▸ Excerpted text:
○ ○ ○ ○ ○ ○ ○

In the past when it has become necessary to weld two surfaces together in a manner described above, the coating of the zone in the region of the weld by a titanium coating is effected by the overlying the zone with a copper billet which substantially fills the space above the weld and then the application of a titanium coating between the opposed edges of the current coating and the overlying copper billet. Unfortunately this form of coating can often prove to be unsatisfactory and will readily break down.
The preceding discussion of the background to the invention is intended only to facilitate an understanding of the present invention. It should be appreciated that the discussion is not an acknowledgement or admission that any of the material referred to was part of the common general knowledge in Australia as at the priority date of the application.
Disclosure of the Invention
Accordingly the invention resides in a method of applying a coating formed predominantly of titanium to the surface of a ferrous substrate comprising the thermal application of a layer of copper and/or a copper alloy to the surface and subsequently thermally applying a layer of the coating to the surface of the layer of copper, wherein the application of the layer comprises applying molten copper to the surface whereby the degree of diffusion of iron into the layer is no greater than 3% prior to the application of the coating.
According to a preferred feature of the invention the application of the coating is effected by a sequential application of a plurality of layers of coating over the layer of copper.
According to a preferred feature of the invention the copper comprises oxygen free copper.
According to a preferred feature of the invention the application of molten copper to the surface comprises application of molten copper droplets onto the surface.
According to a preferred feature of the invention the application of molten copper to the surface comprises a brazing/welding process.
According to a preferred feature of the invention the depth of the fusion interface between the surface and the layer is between 1 to 3mm.

○ ○ ○ ○ ○ ○ ○

▸ Material:
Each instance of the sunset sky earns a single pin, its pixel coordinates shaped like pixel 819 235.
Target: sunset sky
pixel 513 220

○ ○ ○ ○ ○ ○ ○

▸ Parts of the exercise:
A: Translate this sentence from the titanium coating text into Spanish: "According to a preferred feature of the invention the copper comprises oxygen free copper."
B: Copy everything in the titanium coating text from "According to a preferred feature of the invention the copper" down to "between 1 to 3mm.", swapping "molten copper" for "liquid copper" wherever it occurs.

▸ Responses:
A: Según una característica preferida de la invención, el cobre comprende cobre libre de oxígeno.

B:
According to a preferred feature of the invention the copper comprises oxygen free copper.
According to a preferred feature of the invention the application of liquid copper to the surface comprises application of liquid copper droplets onto the surface.
According to a preferred feature of the invention the application of liquid copper to the surface comprises a brazing/welding process.
According to a preferred feature of the invention the depth of the fusion interface between the surface and the layer is between 1 to 3mm.